Location identification entries
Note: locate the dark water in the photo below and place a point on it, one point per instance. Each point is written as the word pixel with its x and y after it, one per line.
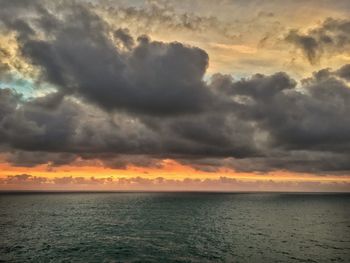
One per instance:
pixel 174 227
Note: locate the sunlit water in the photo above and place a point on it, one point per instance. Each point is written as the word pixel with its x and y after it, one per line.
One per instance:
pixel 174 227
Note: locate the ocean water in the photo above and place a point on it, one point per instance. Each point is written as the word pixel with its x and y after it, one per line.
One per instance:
pixel 174 227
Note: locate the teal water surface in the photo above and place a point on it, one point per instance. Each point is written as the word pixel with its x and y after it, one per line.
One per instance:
pixel 174 227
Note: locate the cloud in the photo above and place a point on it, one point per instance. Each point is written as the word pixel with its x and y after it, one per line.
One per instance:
pixel 28 182
pixel 136 101
pixel 332 37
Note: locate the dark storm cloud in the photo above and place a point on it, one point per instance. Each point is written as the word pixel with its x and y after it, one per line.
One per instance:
pixel 333 37
pixel 127 101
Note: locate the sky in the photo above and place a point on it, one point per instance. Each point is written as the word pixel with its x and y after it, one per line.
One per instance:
pixel 225 95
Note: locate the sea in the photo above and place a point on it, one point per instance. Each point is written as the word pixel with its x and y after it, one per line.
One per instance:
pixel 174 227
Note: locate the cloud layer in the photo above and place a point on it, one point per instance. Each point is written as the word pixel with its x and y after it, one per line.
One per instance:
pixel 124 100
pixel 29 182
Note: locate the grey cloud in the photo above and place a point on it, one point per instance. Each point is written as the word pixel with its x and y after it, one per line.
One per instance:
pixel 151 78
pixel 332 37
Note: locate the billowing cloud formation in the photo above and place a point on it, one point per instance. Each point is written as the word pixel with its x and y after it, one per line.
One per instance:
pixel 116 96
pixel 332 37
pixel 26 181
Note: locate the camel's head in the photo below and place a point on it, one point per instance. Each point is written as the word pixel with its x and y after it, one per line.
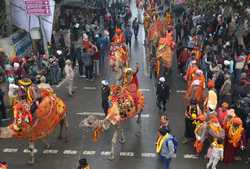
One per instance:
pixel 90 122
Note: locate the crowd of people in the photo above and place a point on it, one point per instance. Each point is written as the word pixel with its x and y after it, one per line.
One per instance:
pixel 213 59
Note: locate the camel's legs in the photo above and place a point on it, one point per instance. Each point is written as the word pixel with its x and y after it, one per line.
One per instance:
pixel 113 144
pixel 138 121
pixel 32 152
pixel 121 131
pixel 46 143
pixel 64 124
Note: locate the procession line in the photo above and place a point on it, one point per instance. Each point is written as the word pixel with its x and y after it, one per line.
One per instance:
pixel 89 88
pixel 180 91
pixel 145 90
pixel 102 114
pixel 102 153
pixel 70 152
pixel 50 151
pixel 10 150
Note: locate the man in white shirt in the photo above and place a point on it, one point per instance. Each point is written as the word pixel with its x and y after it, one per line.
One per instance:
pixel 12 93
pixel 69 76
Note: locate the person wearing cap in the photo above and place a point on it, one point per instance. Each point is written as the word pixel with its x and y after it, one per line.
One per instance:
pixel 12 92
pixel 44 85
pixel 69 72
pixel 162 93
pixel 226 88
pixel 3 165
pixel 135 26
pixel 192 111
pixel 211 99
pixel 165 147
pixel 105 90
pixel 83 164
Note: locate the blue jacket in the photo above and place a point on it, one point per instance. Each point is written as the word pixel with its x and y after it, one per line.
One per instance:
pixel 167 150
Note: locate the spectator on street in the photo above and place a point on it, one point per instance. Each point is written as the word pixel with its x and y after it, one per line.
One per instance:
pixel 128 36
pixel 135 27
pixel 162 93
pixel 105 94
pixel 69 72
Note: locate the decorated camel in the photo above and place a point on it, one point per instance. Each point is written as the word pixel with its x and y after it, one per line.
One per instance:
pixel 164 54
pixel 126 101
pixel 118 54
pixel 37 111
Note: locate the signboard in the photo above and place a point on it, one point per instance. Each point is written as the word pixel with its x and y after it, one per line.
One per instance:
pixel 38 7
pixel 22 42
pixel 179 2
pixel 21 19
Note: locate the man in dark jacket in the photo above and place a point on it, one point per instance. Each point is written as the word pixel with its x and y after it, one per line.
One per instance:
pixel 162 93
pixel 135 27
pixel 105 95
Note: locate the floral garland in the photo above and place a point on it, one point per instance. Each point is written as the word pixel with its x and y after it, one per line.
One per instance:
pixel 235 134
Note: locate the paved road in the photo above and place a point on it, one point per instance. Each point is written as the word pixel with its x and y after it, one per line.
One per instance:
pixel 136 153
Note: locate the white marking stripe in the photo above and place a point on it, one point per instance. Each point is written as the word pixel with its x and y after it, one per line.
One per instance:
pixel 28 151
pixel 70 152
pixel 91 113
pixel 180 91
pixel 89 88
pixel 102 114
pixel 128 154
pixel 143 115
pixel 149 155
pixel 105 153
pixel 50 151
pixel 145 90
pixel 60 84
pixel 10 150
pixel 190 156
pixel 89 152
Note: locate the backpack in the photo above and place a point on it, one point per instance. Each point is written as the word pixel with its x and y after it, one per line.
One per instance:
pixel 175 142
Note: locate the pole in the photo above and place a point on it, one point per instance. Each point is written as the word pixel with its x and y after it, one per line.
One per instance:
pixel 45 42
pixel 8 16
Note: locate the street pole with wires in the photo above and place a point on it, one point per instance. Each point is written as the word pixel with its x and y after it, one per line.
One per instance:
pixel 45 42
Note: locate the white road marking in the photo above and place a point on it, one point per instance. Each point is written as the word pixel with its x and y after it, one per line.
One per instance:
pixel 190 156
pixel 145 90
pixel 148 155
pixel 143 116
pixel 105 153
pixel 89 88
pixel 70 152
pixel 237 158
pixel 50 151
pixel 127 154
pixel 10 150
pixel 60 84
pixel 180 91
pixel 102 114
pixel 89 152
pixel 28 151
pixel 91 113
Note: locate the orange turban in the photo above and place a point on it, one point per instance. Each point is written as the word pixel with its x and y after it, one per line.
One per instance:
pixel 225 105
pixel 118 30
pixel 210 84
pixel 237 121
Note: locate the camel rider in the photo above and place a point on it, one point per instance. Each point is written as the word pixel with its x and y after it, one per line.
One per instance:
pixel 105 94
pixel 35 105
pixel 130 77
pixel 162 93
pixel 44 85
pixel 83 164
pixel 3 165
pixel 23 89
pixel 211 99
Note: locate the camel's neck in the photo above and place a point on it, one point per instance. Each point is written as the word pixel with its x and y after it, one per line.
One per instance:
pixel 6 132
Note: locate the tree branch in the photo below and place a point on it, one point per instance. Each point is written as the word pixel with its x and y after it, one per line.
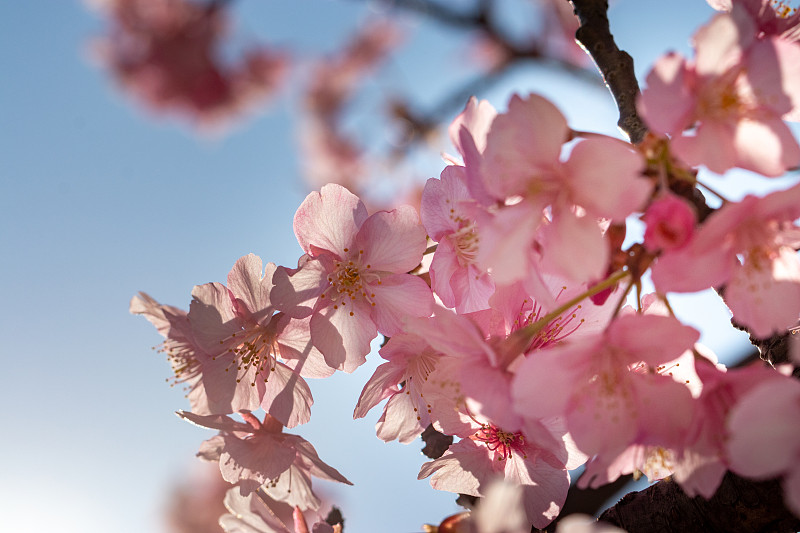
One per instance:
pixel 615 65
pixel 739 506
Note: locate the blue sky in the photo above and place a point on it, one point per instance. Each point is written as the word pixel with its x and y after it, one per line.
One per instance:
pixel 100 200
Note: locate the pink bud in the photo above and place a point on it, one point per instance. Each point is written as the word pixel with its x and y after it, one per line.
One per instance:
pixel 670 223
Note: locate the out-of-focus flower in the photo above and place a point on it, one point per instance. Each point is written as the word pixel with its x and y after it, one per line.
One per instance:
pixel 258 455
pixel 736 92
pixel 749 246
pixel 166 53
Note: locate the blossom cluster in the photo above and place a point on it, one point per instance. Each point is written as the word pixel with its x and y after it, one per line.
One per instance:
pixel 504 302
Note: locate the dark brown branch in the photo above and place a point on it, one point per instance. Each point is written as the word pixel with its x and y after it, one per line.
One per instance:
pixel 739 506
pixel 615 65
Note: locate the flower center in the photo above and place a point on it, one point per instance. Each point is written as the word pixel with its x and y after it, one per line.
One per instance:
pixel 251 351
pixel 350 281
pixel 502 443
pixel 555 331
pixel 465 242
pixel 182 359
pixel 782 9
pixel 658 464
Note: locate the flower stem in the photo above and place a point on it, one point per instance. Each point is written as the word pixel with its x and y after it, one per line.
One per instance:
pixel 531 330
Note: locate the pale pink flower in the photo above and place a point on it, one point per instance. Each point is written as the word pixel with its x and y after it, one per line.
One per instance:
pixel 194 504
pixel 167 54
pixel 600 178
pixel 750 247
pixel 449 216
pixel 472 465
pixel 764 442
pixel 259 455
pixel 670 223
pixel 736 91
pixel 183 352
pixel 558 33
pixel 607 404
pixel 469 387
pixel 254 513
pixel 250 348
pixel 336 78
pixel 257 512
pixel 410 360
pixel 354 279
pixel 702 463
pixel 329 155
pixel 468 133
pixel 771 17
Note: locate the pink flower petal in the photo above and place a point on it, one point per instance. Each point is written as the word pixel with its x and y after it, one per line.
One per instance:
pixel 287 397
pixel 296 291
pixel 667 102
pixel 764 295
pixel 765 418
pixel 767 147
pixel 392 241
pixel 719 44
pixel 251 283
pixel 294 341
pixel 666 337
pixel 524 141
pixel 383 383
pixel 343 334
pixel 604 177
pixel 574 247
pixel 398 296
pixel 328 220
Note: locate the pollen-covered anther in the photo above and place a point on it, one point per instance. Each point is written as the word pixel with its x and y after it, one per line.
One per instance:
pixel 257 349
pixel 502 443
pixel 465 242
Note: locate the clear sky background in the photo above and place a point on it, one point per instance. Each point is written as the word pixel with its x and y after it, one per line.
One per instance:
pixel 100 200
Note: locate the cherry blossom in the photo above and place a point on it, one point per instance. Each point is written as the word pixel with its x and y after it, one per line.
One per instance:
pixel 182 351
pixel 354 280
pixel 772 17
pixel 704 460
pixel 255 454
pixel 449 216
pixel 471 465
pixel 749 246
pixel 670 223
pixel 607 405
pixel 237 328
pixel 767 419
pixel 166 53
pixel 522 159
pixel 410 360
pixel 737 90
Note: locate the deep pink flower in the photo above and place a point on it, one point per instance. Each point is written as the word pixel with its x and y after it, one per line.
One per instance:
pixel 764 438
pixel 750 247
pixel 592 383
pixel 354 280
pixel 772 17
pixel 166 53
pixel 670 223
pixel 448 213
pixel 703 461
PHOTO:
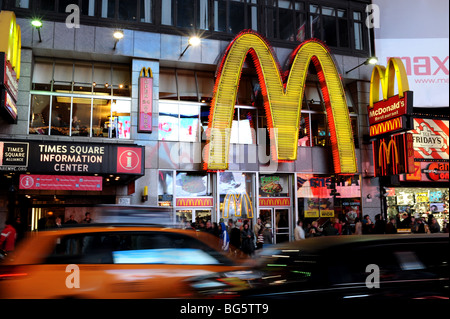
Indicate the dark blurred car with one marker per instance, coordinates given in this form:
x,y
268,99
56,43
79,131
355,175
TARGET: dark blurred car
x,y
340,267
105,261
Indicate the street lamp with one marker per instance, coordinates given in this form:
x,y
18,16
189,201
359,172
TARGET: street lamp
x,y
193,41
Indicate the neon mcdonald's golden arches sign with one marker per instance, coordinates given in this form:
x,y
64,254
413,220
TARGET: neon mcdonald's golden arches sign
x,y
283,97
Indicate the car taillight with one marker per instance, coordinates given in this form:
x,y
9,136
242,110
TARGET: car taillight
x,y
11,272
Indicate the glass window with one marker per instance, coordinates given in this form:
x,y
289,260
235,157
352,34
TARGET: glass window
x,y
39,114
187,86
220,16
63,77
166,12
167,84
71,114
89,8
128,10
82,78
146,11
236,192
81,116
165,188
168,122
205,82
236,16
42,76
193,184
60,115
185,13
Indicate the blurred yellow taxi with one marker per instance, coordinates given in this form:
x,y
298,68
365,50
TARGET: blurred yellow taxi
x,y
100,261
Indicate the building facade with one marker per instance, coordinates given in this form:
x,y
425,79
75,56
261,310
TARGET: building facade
x,y
82,93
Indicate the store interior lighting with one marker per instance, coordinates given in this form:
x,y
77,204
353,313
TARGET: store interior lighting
x,y
370,60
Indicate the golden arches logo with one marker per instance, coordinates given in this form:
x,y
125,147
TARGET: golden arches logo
x,y
387,150
10,39
234,199
282,100
146,72
386,77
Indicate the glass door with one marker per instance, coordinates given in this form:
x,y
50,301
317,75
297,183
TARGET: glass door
x,y
282,229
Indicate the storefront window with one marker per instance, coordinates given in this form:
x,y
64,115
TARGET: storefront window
x,y
424,203
193,184
329,196
39,114
165,188
236,191
75,107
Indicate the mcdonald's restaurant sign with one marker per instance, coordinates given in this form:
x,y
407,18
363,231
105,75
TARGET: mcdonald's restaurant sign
x,y
10,49
274,201
390,114
283,96
236,203
195,202
145,100
394,155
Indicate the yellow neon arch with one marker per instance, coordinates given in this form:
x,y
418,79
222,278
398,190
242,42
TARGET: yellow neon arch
x,y
282,101
386,77
10,39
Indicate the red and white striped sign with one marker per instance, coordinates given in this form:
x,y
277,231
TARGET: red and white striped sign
x,y
430,139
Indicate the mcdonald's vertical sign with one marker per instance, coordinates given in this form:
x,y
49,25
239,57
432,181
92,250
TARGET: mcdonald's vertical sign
x,y
394,155
10,50
145,100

Written task => Repeat, character for character, the lines from the one that holds "Indicate the mcdonald's restaurant" to the final line of the material, inclusive, and no other lines.

Answer to this exercise =>
Indicate the mcdonald's restaurant sign with one marker per instance, coordinates given in this form:
x,y
407,18
363,231
105,75
TARGET: mcdonald's restaurant sign
x,y
10,49
274,201
390,114
283,96
236,203
195,202
145,100
394,155
Indicate the yellow neon arch with one marker per instance, coordinates given in this form:
x,y
418,79
222,278
398,190
242,42
TARGET: yellow neon arch
x,y
282,101
386,77
10,39
Indicate the red and white striped sign with one marker per instance, coordinates given in this form:
x,y
277,231
TARGET: red and white striped sign
x,y
430,139
Indicate the mcdonald's vertical sign with one marker per instance, coordinates given in this form:
x,y
49,25
239,57
432,181
92,250
TARGET: mcdonald's vertical sign
x,y
394,155
10,50
145,100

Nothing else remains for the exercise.